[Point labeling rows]

◆ ◆ ◆

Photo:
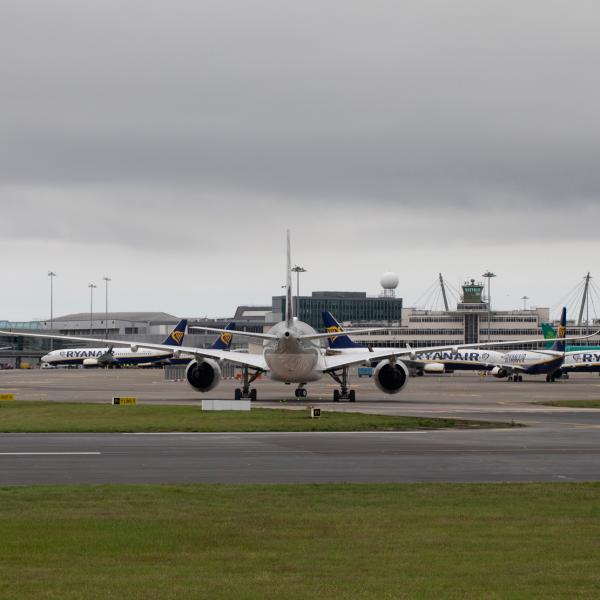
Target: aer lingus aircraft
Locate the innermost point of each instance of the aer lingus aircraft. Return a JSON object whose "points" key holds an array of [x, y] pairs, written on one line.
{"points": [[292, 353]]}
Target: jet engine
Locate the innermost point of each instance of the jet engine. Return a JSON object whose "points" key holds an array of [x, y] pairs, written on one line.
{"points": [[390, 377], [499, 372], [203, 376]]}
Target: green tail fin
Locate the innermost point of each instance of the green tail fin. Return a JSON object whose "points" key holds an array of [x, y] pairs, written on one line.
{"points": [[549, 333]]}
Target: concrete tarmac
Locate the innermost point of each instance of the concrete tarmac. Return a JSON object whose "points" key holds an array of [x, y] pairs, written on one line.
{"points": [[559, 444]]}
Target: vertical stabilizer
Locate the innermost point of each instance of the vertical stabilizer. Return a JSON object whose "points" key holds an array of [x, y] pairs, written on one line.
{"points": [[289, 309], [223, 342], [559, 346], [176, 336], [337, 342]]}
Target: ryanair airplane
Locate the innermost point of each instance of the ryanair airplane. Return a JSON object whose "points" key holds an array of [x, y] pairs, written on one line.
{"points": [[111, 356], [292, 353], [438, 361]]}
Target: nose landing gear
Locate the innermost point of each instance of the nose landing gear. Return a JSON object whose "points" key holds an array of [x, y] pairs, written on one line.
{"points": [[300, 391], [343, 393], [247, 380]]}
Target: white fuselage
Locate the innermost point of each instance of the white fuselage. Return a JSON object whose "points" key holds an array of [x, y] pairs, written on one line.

◆ ◆ ◆

Write out the rows again from the line with "Target: nose landing gear" through the end of the rows, putting "white airplane body" wherever "white fuselage" appears and keeping everything else the same.

[FULL SOLUTION]:
Target: nose landing gear
Locate the innermost point of each instance of the nose landing gear. Return a JSON object whose "points" key holds an array of [x, y] pairs, written on one line.
{"points": [[300, 391], [343, 393], [247, 380]]}
Target: white airplane body
Locate the innermost point of each instance of the white airplane body. Return a JSON object whose "points" key holds an array of [x, y] pairs, written on one line.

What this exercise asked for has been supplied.